Dataset rows:
═══

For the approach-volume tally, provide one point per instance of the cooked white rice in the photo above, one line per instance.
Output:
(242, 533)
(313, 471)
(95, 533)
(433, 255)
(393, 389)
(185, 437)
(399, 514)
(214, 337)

═══

* Task details: Repeat back the data above, exact to the last character.

* Result for this task:
For the approach-volume tally, provide one point per instance of the cooked white rice in the photo above, one line per instance.
Output:
(242, 533)
(313, 471)
(95, 533)
(433, 255)
(393, 389)
(185, 437)
(399, 514)
(214, 337)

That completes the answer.